Schriftliche Aufgabe
Gib alle folgenden Datensätze Zeile für Zeile wortgetreu wieder. Lass dabei die Bilder weg.
▼▼▼
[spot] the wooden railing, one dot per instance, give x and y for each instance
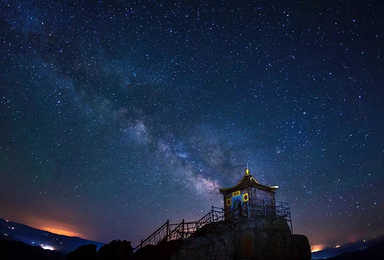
(183, 230)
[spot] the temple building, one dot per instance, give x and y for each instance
(251, 196)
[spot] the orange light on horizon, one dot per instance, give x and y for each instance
(61, 231)
(317, 248)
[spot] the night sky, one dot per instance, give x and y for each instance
(118, 116)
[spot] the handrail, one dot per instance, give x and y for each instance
(267, 208)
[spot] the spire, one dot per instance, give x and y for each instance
(247, 171)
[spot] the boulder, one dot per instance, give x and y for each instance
(259, 239)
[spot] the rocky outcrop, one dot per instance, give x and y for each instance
(258, 239)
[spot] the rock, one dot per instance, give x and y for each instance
(116, 250)
(83, 252)
(259, 239)
(299, 250)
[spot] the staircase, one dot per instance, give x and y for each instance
(183, 230)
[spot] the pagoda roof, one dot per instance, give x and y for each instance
(248, 181)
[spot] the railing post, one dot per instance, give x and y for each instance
(166, 236)
(265, 208)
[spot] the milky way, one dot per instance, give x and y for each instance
(118, 116)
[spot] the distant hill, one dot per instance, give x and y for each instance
(375, 252)
(16, 250)
(11, 231)
(351, 247)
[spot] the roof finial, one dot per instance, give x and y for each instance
(247, 170)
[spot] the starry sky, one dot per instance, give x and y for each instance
(116, 116)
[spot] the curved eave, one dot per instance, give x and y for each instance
(259, 186)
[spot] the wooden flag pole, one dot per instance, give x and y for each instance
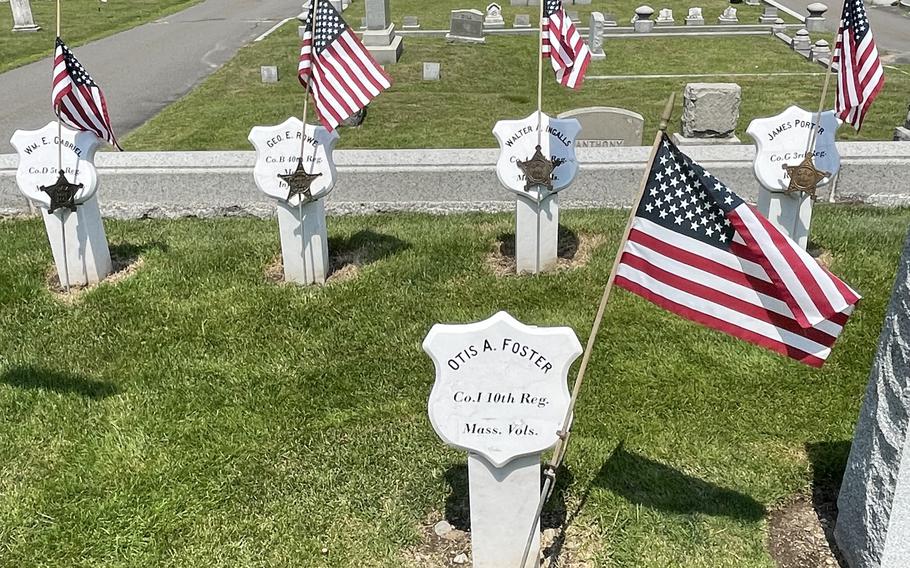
(540, 77)
(560, 451)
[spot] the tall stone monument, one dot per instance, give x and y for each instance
(873, 522)
(380, 38)
(22, 16)
(501, 394)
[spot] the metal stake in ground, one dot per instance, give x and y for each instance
(560, 451)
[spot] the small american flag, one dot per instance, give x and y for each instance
(860, 77)
(563, 45)
(77, 99)
(698, 250)
(342, 75)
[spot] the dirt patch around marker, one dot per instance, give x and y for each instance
(801, 531)
(572, 548)
(572, 251)
(124, 265)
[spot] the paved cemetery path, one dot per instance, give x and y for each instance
(890, 26)
(146, 68)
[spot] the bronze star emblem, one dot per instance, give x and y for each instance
(299, 182)
(805, 177)
(62, 193)
(539, 170)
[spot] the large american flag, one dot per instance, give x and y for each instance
(860, 75)
(563, 45)
(342, 74)
(698, 250)
(77, 99)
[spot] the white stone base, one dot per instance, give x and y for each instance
(87, 258)
(681, 140)
(789, 212)
(304, 242)
(503, 506)
(536, 234)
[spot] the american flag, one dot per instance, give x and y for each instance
(563, 45)
(860, 75)
(698, 250)
(342, 75)
(77, 99)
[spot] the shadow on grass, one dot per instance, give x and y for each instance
(650, 483)
(567, 243)
(458, 503)
(829, 461)
(362, 248)
(38, 378)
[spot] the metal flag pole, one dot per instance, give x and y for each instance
(64, 213)
(813, 132)
(560, 451)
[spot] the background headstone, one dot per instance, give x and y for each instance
(430, 71)
(22, 16)
(607, 127)
(268, 73)
(694, 17)
(643, 22)
(522, 21)
(710, 113)
(493, 18)
(873, 521)
(815, 22)
(596, 36)
(466, 26)
(380, 38)
(665, 17)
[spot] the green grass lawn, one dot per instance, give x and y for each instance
(196, 414)
(436, 14)
(83, 21)
(482, 84)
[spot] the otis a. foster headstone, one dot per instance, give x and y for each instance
(873, 522)
(501, 393)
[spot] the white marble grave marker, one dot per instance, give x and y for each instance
(77, 239)
(782, 141)
(537, 206)
(301, 218)
(501, 394)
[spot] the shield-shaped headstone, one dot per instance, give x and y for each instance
(39, 161)
(782, 141)
(278, 150)
(518, 140)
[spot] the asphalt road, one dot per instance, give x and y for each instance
(144, 69)
(890, 26)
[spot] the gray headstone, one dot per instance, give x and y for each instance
(710, 110)
(596, 36)
(873, 522)
(22, 16)
(269, 73)
(430, 71)
(378, 14)
(466, 26)
(522, 21)
(607, 127)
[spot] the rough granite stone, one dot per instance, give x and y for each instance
(873, 528)
(710, 110)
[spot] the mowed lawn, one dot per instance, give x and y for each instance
(81, 21)
(482, 84)
(196, 414)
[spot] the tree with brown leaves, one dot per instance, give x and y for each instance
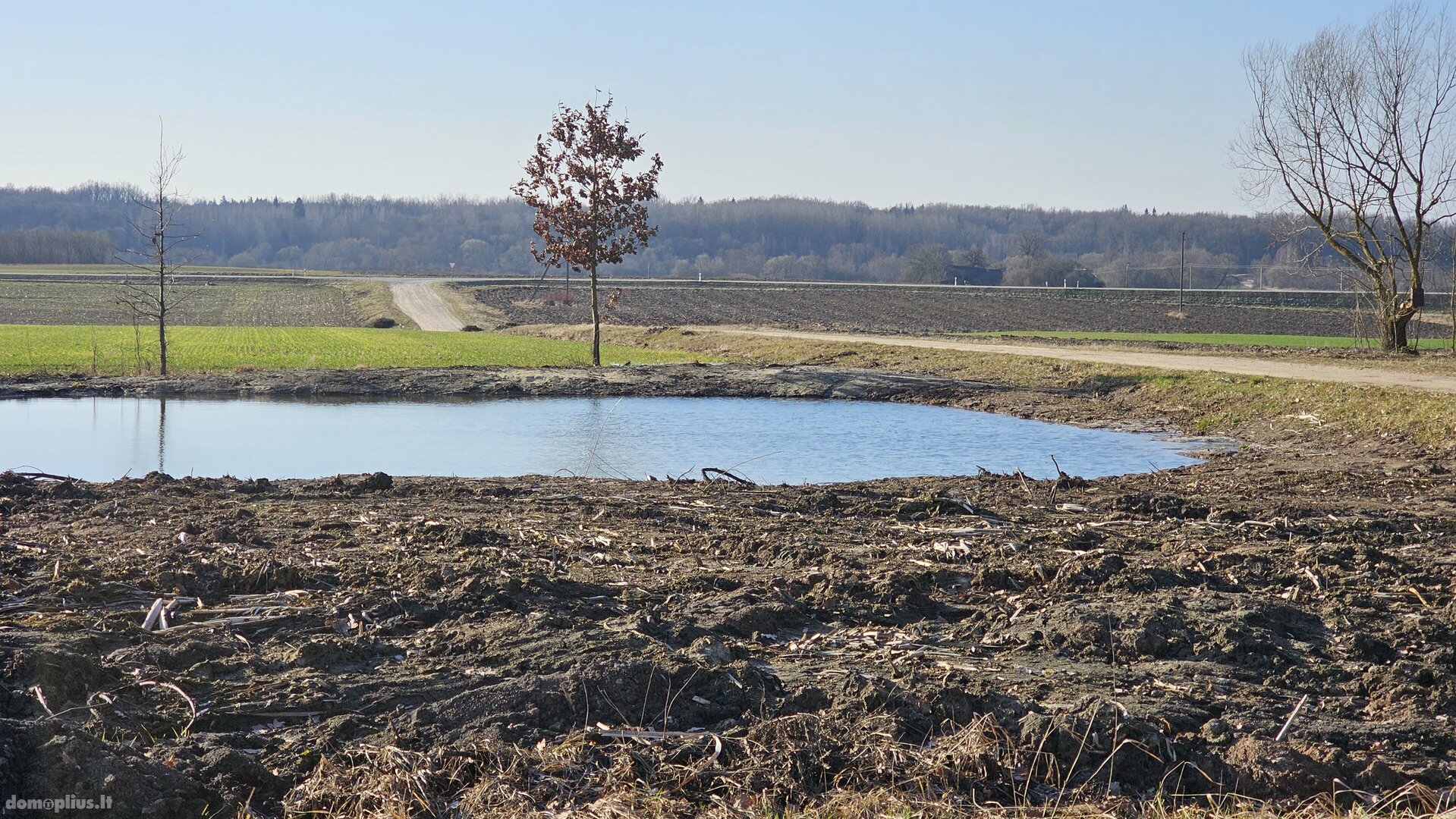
(1354, 140)
(590, 210)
▲▲▲
Schriftliche Antwort
[spot] the wooden railing, one dot per instance, give x and y for each instance
(183, 230)
[spot] the temple building, one dot per instance, give x and y for each instance
(251, 196)
[spot] the orange light on horizon, one dot per instance, give x and y for each instance
(61, 231)
(317, 248)
[spot] the night sky, one dot per instance, give x and y for each instance
(118, 116)
[spot] the handrail, one dot per instance, give x and y for each instance
(267, 208)
[spot] the spire, one dot per instance, give x and y for each instance
(247, 171)
[spot] the boulder, one dot per instance, give x and y for each instance
(259, 239)
[spot] the rocky outcrop, one dot per instance, give x and y for each instance
(258, 239)
[spot] the rock, one dot per instance, give x and y for each instance
(116, 250)
(83, 252)
(259, 239)
(299, 250)
[spot] the staircase, one dot per instance, give x and y for each instance
(183, 230)
[spot] the pagoda roof, one dot per instance, give x and y for each instance
(248, 181)
[spot] the railing post, one dot per instance, give x and y for each instance
(166, 236)
(265, 208)
[spot] the milky way, one dot per instance, give x and y for each instance
(118, 116)
[spot] the distant hill, one dot per instance, give x and y for each instance
(375, 252)
(16, 250)
(11, 231)
(351, 247)
[spot] the roof finial, one dot per instance, give x and y for each instance
(247, 170)
[spot] the starry sky, one dot per instance, give x and y for each instance
(116, 116)
[spot] the curved eave, one dot per instance, give x and y for each instance
(259, 186)
[spot] the wooden flag pole, one dot per instance, give x and y for each instance
(540, 77)
(560, 451)
[spot] the tall stone monument, one dot per instance, give x and y for each instance
(873, 522)
(380, 38)
(22, 16)
(501, 394)
[spot] the metal stake in ground, one dot per instance, give x and y for each instance
(560, 451)
[spot] the small american flag, one dot per instance, give x and y for each instance
(860, 77)
(563, 45)
(77, 99)
(698, 250)
(342, 75)
[spot] the dirt patch around marker, one dot per instance, give x and y for each instance
(801, 531)
(572, 548)
(572, 251)
(124, 265)
[spot] the paved cemetery path, one dot per instance, give x and y for each instance
(890, 26)
(146, 68)
[spot] the bronze star emblem, one dot per instance, give x and y for each instance
(299, 182)
(805, 177)
(62, 193)
(539, 170)
[spot] the large american flag, one dot per instance, give x and y for each instance
(860, 75)
(563, 45)
(342, 74)
(698, 250)
(77, 99)
[spot] the white stone base, one dot per instance, give x and y for each instance
(87, 258)
(681, 140)
(789, 212)
(304, 242)
(503, 506)
(536, 234)
[spot] the american flag, one dot per instance, give x and y for each instance
(563, 45)
(860, 75)
(698, 250)
(342, 75)
(77, 99)
[spot] the shadow on grass, one dot per instance, give x and y for each instance
(650, 483)
(567, 243)
(458, 503)
(829, 461)
(362, 248)
(38, 378)
[spot] the metal flag pole, one dot per instance, give x and y for each instance
(64, 213)
(813, 132)
(560, 451)
[spot] the background headstone, one dot per instance, give x and y for each instance
(430, 71)
(22, 16)
(607, 127)
(268, 73)
(694, 17)
(643, 22)
(522, 21)
(710, 113)
(493, 18)
(873, 521)
(815, 22)
(596, 36)
(466, 26)
(380, 38)
(665, 17)
[spot] the green grass lawn, one dot per instance, give x and y for each instance
(196, 414)
(436, 14)
(83, 21)
(482, 84)
[spot] the otis a. foster headstone, one dot per instance, give x and y for each instance
(873, 522)
(501, 393)
[spot] the white marble grave marker, one dot per instance, give x and y for each instance
(77, 239)
(782, 141)
(537, 206)
(301, 218)
(501, 394)
[spot] the shield-shaped headstone, one dot per instance, give x and y for each instance
(39, 161)
(782, 141)
(278, 150)
(518, 140)
[spot] the asphalt road, one dot per instance, give x and y for each instance
(144, 69)
(890, 26)
[spot] the gray headstone, one dot per instance, give x and y for each instance
(710, 110)
(596, 36)
(873, 522)
(22, 16)
(269, 73)
(430, 71)
(378, 14)
(466, 26)
(522, 21)
(607, 127)
[spot] the rough granite stone, one dot per instance, give x and y for each instance
(873, 528)
(710, 110)
[spot] the mowed lawn, one dot per instance, give x and y for each instance
(81, 21)
(482, 84)
(196, 414)
[spot] the tree with brown leaves, one dot per instance, give x and y for each instance
(1354, 140)
(590, 210)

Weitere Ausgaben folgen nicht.